**Stated goal**
Repeat exactly, and only, the lines from the line bearing "Could you point to the bus stop pole" through the end of the material. Do not copy the pictures.

┌─ Task inputs

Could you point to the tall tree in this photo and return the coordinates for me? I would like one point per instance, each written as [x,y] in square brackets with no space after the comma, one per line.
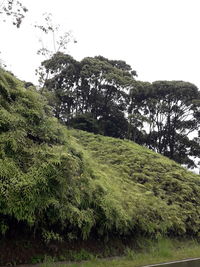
[170,112]
[95,86]
[13,9]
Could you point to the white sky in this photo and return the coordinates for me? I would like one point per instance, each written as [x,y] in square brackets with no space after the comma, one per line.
[160,39]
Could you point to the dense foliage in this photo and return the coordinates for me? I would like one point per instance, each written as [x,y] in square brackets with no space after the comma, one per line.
[102,96]
[61,184]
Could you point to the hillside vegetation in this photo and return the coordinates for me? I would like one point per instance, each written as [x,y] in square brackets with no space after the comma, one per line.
[65,184]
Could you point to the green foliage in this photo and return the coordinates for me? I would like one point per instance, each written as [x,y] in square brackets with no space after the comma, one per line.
[167,112]
[67,184]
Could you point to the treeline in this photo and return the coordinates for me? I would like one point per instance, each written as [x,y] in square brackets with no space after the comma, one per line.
[102,96]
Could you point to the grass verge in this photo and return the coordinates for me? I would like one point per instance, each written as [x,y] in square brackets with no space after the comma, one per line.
[150,252]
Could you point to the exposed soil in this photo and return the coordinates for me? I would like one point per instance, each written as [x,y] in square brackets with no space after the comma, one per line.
[32,251]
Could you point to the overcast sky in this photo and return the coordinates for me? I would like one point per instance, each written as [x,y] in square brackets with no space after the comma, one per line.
[160,39]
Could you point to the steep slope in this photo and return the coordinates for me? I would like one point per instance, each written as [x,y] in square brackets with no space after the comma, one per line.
[64,184]
[155,195]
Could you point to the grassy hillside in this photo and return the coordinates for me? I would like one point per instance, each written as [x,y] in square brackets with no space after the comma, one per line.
[66,184]
[151,194]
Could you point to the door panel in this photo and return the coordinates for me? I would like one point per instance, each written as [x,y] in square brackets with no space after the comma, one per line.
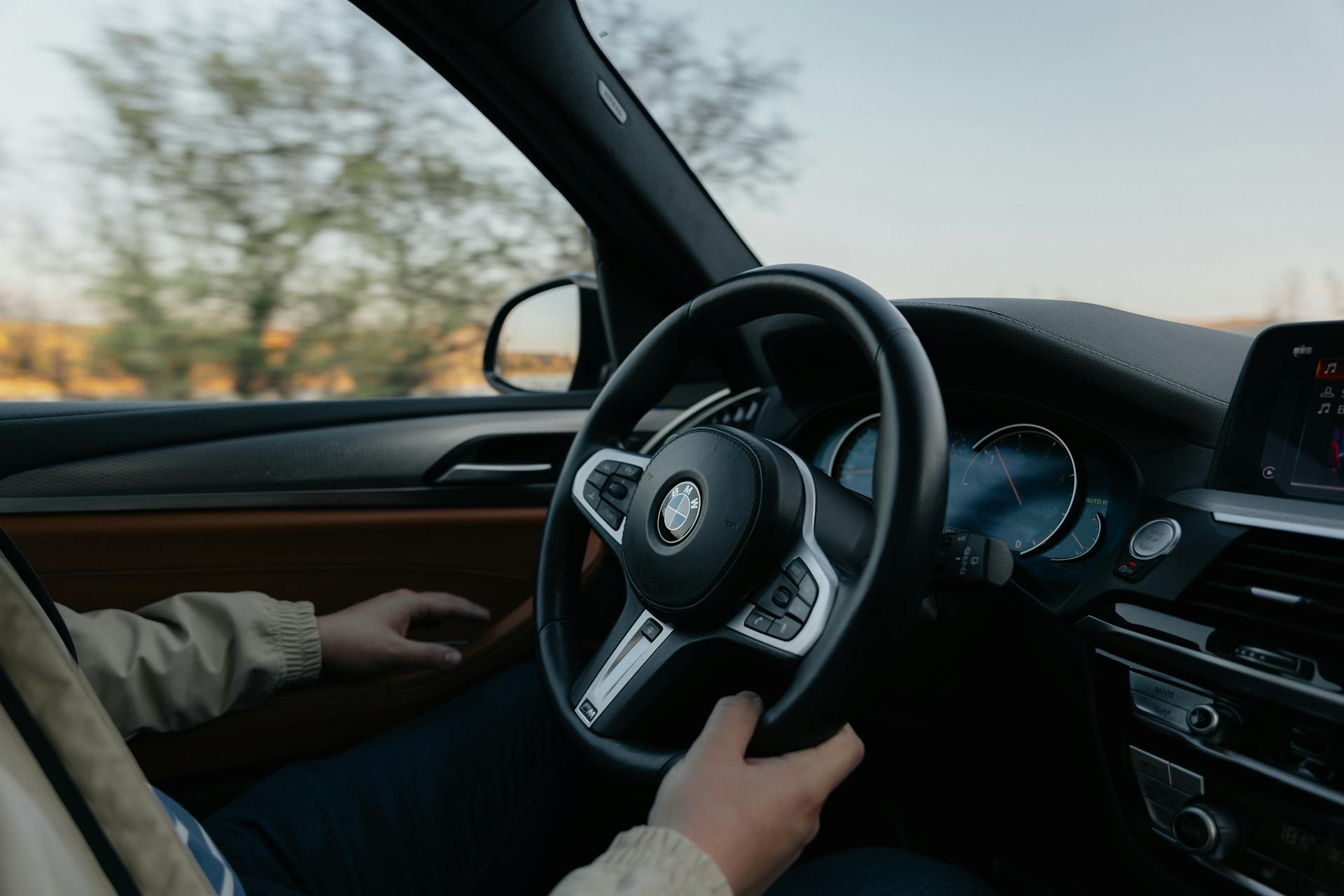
[328,501]
[332,558]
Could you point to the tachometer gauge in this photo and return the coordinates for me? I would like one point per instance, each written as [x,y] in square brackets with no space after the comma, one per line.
[857,456]
[1022,482]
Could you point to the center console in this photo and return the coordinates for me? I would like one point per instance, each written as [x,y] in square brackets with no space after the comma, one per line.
[1219,659]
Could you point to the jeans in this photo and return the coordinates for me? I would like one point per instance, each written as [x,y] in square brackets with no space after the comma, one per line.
[483,794]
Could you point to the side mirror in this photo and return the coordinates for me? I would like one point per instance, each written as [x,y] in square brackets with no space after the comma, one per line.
[549,339]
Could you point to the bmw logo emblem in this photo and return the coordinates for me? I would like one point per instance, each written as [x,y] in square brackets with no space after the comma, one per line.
[679,512]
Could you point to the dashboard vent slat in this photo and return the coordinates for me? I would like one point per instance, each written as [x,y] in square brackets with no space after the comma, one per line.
[1284,578]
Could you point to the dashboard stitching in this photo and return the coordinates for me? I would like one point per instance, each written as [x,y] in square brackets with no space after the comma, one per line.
[1065,339]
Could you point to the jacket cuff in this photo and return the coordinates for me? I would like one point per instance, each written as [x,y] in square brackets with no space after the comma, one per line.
[295,625]
[675,856]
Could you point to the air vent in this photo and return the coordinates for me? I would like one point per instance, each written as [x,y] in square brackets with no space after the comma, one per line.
[1284,578]
[741,412]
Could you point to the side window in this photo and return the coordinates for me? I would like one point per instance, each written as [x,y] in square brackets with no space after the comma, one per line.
[252,200]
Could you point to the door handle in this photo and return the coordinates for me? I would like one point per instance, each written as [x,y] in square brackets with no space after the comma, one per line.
[496,475]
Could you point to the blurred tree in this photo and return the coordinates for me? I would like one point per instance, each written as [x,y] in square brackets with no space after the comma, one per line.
[298,198]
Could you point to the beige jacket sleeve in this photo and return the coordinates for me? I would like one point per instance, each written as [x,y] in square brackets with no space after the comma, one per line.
[195,656]
[648,862]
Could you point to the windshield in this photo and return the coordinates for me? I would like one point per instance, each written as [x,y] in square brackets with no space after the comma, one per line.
[1172,159]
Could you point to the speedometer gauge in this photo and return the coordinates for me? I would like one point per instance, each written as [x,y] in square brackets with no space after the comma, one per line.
[857,456]
[1022,482]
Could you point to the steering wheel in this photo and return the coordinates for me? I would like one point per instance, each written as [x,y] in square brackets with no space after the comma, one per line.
[733,540]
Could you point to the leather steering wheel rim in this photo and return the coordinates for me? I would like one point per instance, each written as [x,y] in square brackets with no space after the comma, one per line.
[907,503]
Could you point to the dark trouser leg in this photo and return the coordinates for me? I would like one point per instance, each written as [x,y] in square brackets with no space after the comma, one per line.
[878,872]
[483,794]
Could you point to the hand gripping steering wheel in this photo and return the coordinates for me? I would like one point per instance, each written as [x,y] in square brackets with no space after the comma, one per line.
[733,542]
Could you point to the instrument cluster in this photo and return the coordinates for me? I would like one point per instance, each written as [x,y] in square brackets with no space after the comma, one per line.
[1014,479]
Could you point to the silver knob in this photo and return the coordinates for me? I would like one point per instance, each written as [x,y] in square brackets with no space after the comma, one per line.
[1205,830]
[1205,720]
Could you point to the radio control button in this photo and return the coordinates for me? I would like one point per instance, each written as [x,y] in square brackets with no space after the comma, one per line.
[1164,796]
[1164,713]
[1203,720]
[1166,692]
[1149,764]
[1160,816]
[1206,830]
[1187,780]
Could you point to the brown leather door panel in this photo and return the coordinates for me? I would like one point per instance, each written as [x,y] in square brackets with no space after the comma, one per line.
[330,556]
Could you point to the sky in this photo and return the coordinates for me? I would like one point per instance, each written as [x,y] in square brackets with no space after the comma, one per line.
[1176,158]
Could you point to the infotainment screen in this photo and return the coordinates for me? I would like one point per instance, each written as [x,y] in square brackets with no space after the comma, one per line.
[1285,429]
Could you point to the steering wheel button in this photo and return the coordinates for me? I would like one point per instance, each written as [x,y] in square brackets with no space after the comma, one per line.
[799,609]
[808,589]
[760,621]
[612,516]
[619,493]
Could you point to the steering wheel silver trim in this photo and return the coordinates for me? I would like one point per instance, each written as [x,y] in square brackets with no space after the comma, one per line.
[632,652]
[815,559]
[587,470]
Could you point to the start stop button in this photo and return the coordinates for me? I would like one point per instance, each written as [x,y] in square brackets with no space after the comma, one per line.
[1155,539]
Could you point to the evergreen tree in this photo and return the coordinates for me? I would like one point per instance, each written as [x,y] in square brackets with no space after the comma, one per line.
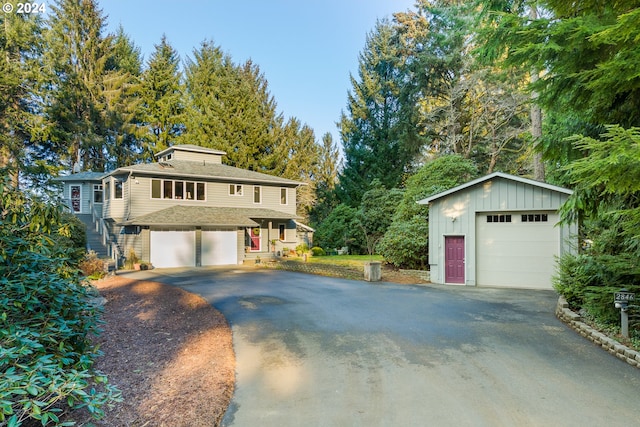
[77,54]
[20,124]
[326,180]
[121,91]
[297,157]
[162,105]
[378,137]
[588,50]
[230,109]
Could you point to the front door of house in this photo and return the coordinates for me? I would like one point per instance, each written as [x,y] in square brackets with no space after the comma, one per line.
[76,198]
[454,259]
[254,234]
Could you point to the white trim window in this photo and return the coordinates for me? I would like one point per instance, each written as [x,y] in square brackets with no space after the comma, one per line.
[235,189]
[118,189]
[97,193]
[168,189]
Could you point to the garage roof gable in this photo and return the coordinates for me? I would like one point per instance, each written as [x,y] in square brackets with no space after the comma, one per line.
[489,178]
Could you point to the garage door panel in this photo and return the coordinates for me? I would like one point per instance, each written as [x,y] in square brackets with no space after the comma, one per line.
[173,249]
[219,247]
[516,254]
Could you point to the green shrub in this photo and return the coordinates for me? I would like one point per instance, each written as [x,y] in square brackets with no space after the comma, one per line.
[572,278]
[405,244]
[589,281]
[302,248]
[92,266]
[46,319]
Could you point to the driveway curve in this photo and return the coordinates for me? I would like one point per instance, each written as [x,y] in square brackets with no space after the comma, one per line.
[320,351]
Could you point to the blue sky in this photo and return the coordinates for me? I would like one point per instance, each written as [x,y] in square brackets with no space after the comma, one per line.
[305,48]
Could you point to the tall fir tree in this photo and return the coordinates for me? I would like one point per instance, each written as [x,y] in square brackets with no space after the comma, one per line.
[162,105]
[229,108]
[378,137]
[77,54]
[297,157]
[326,180]
[122,90]
[21,46]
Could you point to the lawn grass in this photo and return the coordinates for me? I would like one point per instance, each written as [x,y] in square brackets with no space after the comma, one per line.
[345,260]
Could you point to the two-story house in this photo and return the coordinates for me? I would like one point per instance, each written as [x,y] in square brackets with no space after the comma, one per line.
[188,209]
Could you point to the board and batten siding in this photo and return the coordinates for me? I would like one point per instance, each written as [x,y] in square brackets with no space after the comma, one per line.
[137,195]
[455,215]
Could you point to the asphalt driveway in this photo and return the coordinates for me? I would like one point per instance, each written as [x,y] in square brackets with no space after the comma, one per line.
[319,351]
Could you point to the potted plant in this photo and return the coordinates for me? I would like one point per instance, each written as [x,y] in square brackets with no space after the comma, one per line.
[132,262]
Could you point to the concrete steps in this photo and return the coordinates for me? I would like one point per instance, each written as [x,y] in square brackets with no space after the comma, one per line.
[94,239]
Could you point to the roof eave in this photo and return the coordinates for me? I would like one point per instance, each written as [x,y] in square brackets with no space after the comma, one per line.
[486,178]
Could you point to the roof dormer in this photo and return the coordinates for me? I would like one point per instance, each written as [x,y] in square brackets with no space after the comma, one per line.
[190,153]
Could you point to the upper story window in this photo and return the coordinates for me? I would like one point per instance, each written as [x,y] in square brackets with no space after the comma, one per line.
[498,218]
[235,189]
[97,193]
[535,218]
[117,189]
[169,189]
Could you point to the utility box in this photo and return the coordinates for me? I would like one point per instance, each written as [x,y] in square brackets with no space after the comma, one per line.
[372,271]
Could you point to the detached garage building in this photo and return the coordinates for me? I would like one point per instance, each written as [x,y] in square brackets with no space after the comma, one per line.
[498,230]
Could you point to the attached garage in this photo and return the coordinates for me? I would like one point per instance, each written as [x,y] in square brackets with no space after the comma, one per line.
[499,230]
[219,247]
[173,248]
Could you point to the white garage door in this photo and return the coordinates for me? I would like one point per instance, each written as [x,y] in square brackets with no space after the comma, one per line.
[219,247]
[173,249]
[516,249]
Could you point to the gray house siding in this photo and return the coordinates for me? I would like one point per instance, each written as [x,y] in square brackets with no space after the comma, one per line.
[137,196]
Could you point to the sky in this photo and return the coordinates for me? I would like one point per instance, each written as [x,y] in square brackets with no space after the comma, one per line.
[306,49]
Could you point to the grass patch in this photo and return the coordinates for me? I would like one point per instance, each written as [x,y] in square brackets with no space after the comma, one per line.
[344,260]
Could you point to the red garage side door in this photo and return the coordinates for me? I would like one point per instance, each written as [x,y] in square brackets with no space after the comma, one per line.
[454,259]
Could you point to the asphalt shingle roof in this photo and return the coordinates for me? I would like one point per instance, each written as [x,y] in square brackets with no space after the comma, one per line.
[208,216]
[83,176]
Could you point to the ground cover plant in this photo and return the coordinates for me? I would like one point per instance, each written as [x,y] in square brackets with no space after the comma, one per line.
[46,320]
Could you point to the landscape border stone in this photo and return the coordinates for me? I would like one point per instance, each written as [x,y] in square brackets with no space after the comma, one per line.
[574,320]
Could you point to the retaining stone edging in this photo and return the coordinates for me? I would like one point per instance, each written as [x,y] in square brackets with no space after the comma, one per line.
[573,320]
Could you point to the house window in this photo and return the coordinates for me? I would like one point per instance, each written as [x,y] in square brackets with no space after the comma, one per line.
[190,190]
[200,194]
[235,189]
[155,189]
[177,190]
[498,218]
[167,189]
[117,189]
[535,218]
[97,193]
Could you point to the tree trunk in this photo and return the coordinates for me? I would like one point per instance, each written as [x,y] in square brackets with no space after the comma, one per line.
[536,117]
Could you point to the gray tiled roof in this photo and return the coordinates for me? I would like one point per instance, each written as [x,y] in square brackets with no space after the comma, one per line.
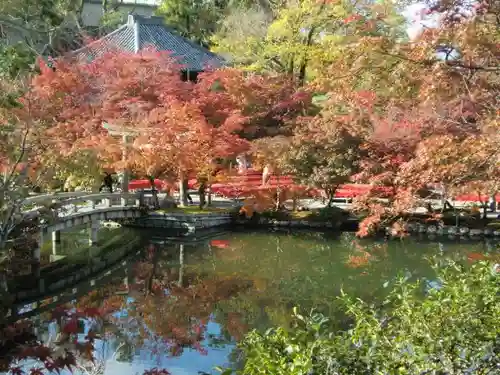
[142,32]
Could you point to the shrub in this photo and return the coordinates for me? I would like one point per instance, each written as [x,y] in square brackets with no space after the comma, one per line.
[451,329]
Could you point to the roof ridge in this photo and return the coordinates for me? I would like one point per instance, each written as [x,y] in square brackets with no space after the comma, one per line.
[171,30]
[100,40]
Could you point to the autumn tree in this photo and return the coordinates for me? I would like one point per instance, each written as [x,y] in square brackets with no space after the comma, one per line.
[324,153]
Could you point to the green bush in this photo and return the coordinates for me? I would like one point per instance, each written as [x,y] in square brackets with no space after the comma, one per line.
[332,214]
[450,329]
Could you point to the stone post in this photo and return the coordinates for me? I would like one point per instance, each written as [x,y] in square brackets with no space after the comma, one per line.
[56,241]
[94,229]
[181,263]
[125,175]
[35,268]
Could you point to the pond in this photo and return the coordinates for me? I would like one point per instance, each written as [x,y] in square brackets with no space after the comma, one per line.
[183,305]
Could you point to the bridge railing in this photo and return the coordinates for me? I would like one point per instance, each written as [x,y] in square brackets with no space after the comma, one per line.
[62,204]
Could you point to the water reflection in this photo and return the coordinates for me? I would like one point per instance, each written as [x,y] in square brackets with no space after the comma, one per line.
[184,305]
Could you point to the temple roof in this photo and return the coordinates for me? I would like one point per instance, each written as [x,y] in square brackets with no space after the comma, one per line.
[141,32]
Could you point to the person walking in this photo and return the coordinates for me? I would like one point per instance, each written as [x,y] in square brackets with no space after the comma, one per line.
[107,182]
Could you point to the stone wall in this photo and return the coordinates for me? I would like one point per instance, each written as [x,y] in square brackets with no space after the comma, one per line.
[449,230]
[265,222]
[180,220]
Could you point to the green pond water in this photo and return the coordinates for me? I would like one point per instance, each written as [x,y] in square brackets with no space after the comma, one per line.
[184,305]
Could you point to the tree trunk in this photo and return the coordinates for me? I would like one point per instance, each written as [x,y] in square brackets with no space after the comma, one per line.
[201,193]
[182,191]
[150,280]
[493,202]
[209,190]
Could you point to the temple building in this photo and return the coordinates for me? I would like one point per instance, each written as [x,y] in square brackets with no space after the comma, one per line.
[142,32]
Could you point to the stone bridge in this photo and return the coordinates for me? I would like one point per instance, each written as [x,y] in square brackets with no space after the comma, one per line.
[56,212]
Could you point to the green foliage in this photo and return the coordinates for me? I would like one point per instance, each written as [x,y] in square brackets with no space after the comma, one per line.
[16,60]
[195,19]
[453,330]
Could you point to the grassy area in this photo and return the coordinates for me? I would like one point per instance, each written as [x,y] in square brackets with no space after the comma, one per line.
[194,210]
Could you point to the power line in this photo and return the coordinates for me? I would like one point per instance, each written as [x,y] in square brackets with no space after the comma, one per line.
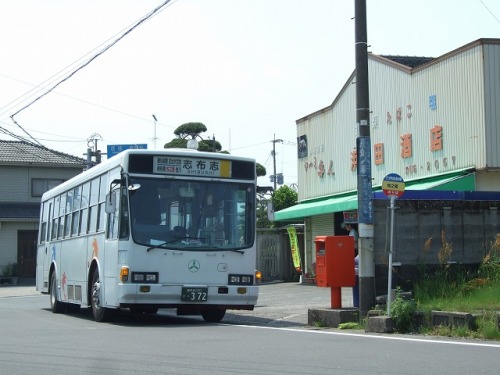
[86,63]
[488,9]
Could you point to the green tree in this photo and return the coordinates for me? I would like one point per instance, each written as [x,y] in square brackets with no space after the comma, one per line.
[284,197]
[192,130]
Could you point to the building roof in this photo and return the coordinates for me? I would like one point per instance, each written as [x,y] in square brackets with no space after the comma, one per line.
[25,153]
[409,61]
[17,211]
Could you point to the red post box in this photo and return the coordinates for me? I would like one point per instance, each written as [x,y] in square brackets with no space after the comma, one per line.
[335,264]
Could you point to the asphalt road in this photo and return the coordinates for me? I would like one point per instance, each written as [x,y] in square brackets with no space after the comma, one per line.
[279,304]
[272,339]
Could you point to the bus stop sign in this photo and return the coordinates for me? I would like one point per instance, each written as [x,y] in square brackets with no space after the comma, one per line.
[393,185]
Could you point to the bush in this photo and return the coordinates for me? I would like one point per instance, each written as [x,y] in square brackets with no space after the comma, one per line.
[403,313]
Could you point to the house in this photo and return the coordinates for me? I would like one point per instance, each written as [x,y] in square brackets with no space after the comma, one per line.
[27,170]
[433,121]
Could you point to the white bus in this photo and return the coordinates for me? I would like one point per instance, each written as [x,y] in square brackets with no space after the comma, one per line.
[147,230]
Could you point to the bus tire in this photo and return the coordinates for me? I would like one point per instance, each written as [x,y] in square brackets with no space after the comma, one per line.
[100,313]
[56,306]
[213,315]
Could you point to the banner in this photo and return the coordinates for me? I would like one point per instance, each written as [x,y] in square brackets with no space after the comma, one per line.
[294,245]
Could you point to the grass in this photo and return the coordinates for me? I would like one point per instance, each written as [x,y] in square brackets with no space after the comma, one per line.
[460,290]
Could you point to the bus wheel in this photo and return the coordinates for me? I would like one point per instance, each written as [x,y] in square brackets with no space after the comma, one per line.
[213,315]
[55,305]
[101,314]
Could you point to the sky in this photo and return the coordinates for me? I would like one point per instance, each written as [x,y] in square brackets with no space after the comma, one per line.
[247,69]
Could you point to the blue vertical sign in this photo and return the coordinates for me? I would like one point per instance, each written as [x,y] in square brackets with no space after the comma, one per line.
[365,211]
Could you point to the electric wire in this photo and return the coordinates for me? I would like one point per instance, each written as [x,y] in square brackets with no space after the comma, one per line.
[95,56]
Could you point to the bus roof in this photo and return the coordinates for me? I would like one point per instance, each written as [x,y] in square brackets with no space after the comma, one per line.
[122,158]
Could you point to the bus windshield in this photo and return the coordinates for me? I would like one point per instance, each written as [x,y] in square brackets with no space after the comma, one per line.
[184,214]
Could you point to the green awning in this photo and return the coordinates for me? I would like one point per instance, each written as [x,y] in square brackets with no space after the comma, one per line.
[455,182]
[458,181]
[319,207]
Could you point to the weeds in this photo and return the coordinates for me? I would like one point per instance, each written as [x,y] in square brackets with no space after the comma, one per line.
[458,289]
[402,313]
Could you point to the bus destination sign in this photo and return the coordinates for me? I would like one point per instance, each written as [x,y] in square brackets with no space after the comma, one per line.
[185,166]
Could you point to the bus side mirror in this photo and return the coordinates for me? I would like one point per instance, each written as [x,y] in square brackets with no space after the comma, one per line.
[110,205]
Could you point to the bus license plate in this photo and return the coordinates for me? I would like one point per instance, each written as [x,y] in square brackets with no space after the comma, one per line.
[194,294]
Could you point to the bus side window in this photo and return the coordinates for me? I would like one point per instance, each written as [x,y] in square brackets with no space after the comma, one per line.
[124,214]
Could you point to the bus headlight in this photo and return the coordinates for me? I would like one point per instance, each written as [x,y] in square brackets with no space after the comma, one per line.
[124,271]
[258,277]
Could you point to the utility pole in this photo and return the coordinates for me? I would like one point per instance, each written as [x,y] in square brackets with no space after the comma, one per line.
[364,171]
[154,133]
[275,177]
[92,150]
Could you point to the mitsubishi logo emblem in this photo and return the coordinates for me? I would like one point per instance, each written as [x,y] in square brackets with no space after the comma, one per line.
[194,265]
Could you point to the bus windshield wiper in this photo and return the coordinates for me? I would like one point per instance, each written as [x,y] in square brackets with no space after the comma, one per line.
[159,246]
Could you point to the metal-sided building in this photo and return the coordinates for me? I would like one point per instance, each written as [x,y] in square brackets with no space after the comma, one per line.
[433,121]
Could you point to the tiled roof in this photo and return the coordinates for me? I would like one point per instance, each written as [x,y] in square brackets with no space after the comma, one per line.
[410,61]
[18,210]
[21,153]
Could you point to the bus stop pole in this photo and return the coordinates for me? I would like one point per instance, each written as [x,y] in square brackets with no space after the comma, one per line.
[389,270]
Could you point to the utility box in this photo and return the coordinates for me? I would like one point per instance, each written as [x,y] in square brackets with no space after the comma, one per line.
[335,261]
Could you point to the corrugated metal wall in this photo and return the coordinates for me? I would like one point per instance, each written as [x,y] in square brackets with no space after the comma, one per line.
[492,105]
[449,92]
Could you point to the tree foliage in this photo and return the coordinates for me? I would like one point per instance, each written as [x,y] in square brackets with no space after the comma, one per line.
[284,197]
[192,130]
[261,170]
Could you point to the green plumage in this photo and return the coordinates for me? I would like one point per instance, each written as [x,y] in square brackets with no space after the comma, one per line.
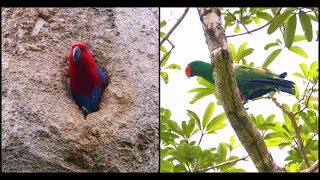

└─

**Written solution**
Could you point to the bus stop pole in this photo and return the coordinates for me? I would like one point per instance, each written as [x,y] in square brackets with no space after the comma, one per line.
[389,270]
Could you point to the utility box in this photo and return the coordinates for me? I would like one point per instance, each written as [x,y] in square brackets with no space after the comma, one per line.
[335,261]
Could you point to the corrugated metal wall in this photo and return the coordinates for me? I would like one point per instance, each written as [x,y] in square brackets with no space after the comma, one per line.
[492,105]
[449,92]
Could you point to the tree foliage in this photo and return the coordinates for me? I would like one point per instance, each written as [x,y] in square brackets with no space after the comma, one per line.
[284,197]
[192,130]
[261,170]
Could you point to the green plumage in this photo and return the coordinates for me? I would like one point per instance, each written as [x,y] in square brackets with no space after the comma, one per line.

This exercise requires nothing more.